───── Extracted material

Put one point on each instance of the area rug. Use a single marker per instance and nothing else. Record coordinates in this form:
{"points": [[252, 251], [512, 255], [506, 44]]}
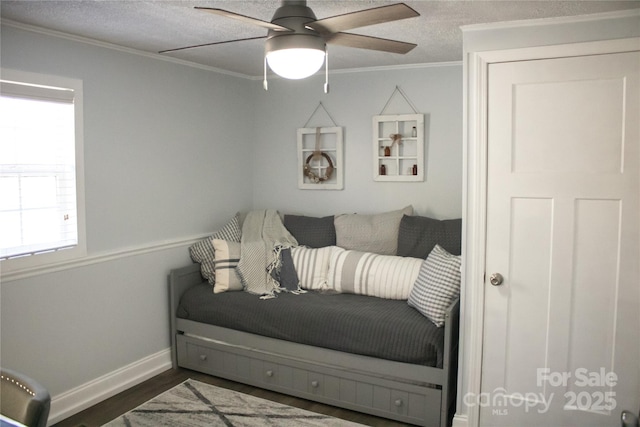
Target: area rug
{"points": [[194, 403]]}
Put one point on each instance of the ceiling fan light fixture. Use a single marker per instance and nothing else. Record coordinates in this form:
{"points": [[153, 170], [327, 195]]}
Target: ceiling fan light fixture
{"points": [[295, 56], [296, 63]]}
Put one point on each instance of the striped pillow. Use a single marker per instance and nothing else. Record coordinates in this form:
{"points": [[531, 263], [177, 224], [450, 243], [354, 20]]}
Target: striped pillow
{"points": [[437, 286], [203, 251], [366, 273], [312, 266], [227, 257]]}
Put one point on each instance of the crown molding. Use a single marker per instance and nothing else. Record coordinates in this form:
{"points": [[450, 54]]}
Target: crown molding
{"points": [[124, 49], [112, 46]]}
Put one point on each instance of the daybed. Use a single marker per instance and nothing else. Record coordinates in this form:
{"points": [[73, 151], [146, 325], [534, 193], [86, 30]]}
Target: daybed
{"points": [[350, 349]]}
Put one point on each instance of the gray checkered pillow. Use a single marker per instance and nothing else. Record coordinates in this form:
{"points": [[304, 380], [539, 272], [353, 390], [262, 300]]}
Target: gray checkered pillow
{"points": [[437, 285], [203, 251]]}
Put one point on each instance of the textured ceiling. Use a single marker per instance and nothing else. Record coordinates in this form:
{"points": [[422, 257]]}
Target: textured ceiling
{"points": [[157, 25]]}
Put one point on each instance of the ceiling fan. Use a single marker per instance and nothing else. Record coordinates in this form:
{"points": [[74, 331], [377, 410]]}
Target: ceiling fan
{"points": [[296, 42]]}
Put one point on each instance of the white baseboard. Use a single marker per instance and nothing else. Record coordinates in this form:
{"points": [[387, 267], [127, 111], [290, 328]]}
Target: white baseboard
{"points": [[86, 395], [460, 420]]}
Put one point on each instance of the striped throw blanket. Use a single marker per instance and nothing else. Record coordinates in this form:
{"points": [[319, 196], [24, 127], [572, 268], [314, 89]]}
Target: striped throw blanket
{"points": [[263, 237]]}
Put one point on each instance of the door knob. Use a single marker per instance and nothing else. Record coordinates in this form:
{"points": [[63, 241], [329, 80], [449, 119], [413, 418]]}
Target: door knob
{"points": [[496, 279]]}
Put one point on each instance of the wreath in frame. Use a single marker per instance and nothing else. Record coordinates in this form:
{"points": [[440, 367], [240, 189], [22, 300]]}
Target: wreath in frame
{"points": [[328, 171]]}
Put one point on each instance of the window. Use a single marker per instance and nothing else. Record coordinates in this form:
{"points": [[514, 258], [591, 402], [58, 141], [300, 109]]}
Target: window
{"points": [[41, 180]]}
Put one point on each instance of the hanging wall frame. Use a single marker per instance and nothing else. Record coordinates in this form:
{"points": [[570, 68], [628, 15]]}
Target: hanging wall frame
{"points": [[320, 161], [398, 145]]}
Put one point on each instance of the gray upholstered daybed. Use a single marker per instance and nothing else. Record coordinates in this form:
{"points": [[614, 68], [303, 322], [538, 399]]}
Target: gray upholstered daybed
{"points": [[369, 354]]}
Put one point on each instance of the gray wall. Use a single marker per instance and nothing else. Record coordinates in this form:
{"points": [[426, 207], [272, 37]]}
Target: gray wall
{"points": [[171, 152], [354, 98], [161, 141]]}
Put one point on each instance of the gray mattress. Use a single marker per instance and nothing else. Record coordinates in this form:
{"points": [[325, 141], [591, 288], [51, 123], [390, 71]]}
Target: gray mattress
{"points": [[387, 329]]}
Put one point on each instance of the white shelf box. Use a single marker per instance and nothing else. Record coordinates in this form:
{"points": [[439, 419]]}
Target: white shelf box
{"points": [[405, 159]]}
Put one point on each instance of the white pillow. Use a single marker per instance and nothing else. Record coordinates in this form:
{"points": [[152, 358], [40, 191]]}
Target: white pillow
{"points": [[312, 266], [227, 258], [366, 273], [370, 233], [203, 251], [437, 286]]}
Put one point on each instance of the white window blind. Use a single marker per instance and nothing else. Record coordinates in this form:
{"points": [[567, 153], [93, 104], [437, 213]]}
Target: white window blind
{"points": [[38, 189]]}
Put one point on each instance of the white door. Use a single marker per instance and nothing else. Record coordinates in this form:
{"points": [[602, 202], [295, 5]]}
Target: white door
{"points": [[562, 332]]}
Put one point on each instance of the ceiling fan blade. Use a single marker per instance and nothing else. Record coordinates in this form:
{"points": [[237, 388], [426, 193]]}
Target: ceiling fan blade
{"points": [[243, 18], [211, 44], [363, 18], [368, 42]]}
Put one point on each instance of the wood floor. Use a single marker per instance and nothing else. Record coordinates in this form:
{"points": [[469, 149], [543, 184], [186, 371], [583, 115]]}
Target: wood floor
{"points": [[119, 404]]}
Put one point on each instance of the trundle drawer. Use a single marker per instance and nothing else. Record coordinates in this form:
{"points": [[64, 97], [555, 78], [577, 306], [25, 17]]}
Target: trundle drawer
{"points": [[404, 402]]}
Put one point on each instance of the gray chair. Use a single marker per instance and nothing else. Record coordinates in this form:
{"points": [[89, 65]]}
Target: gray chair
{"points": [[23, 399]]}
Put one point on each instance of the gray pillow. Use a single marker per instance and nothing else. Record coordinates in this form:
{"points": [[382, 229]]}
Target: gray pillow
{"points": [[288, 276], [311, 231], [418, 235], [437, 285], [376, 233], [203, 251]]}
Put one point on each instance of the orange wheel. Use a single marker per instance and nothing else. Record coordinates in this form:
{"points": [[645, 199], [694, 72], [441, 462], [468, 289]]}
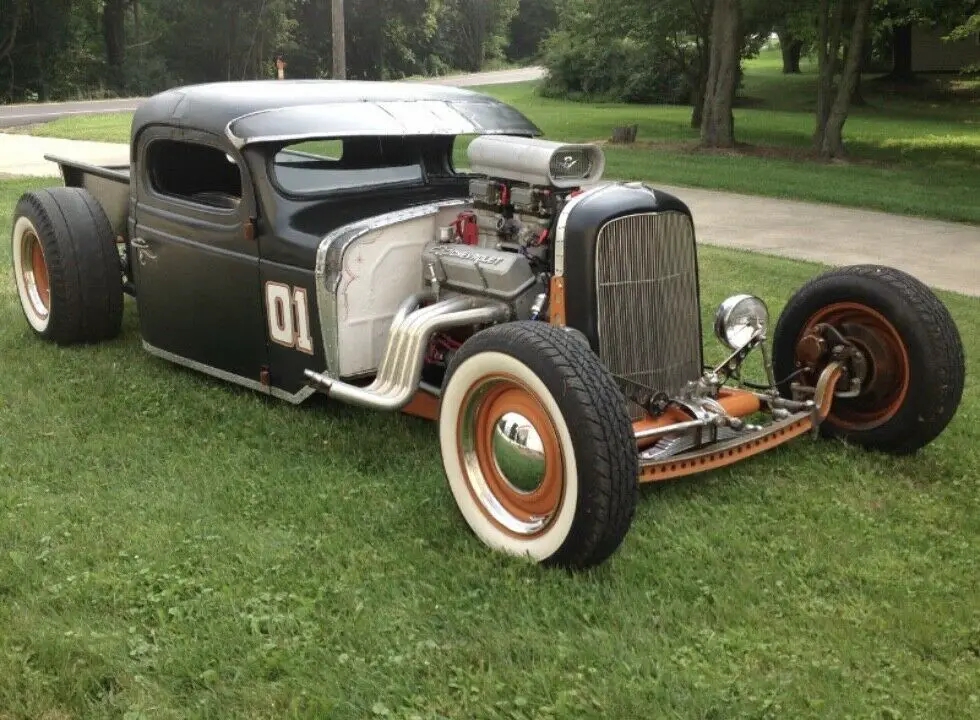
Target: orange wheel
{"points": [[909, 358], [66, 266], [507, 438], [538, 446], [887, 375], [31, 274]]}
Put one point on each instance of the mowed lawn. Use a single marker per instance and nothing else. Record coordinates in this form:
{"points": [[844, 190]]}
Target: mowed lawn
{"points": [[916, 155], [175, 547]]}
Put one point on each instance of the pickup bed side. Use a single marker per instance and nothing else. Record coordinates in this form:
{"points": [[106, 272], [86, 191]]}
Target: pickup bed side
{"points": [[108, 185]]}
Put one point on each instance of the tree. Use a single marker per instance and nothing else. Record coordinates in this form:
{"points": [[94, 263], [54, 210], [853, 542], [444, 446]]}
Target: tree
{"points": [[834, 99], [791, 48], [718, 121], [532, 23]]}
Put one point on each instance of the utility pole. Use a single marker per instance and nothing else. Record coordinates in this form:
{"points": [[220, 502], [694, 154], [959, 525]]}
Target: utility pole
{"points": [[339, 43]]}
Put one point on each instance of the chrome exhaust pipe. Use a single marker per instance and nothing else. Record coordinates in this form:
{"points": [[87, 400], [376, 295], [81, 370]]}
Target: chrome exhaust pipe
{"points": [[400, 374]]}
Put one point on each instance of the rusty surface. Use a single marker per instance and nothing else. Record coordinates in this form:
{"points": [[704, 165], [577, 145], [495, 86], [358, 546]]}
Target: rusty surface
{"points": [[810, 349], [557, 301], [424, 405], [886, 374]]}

──────────

Work to do
Repeat, character for character, the lines from the one that holds "Put one point on each instance of the chrome" to the final line of the material, inclusive, and no other lines.

Solved exercise
Put one point on each instance of the chrome exhaust pipe. Use a single marker per instance and nothing else. Record coordinates in this form:
{"points": [[87, 400], [376, 295], [81, 370]]}
Target: chrome exhaust pipe
{"points": [[400, 374]]}
Put one point on each instance of the rusty surface. Use a single marker per instance and nothing else. Record coordinates in this form:
{"points": [[704, 165], [577, 145], [495, 86], [358, 546]]}
Target: rusty surface
{"points": [[810, 349], [557, 301], [424, 405], [886, 374]]}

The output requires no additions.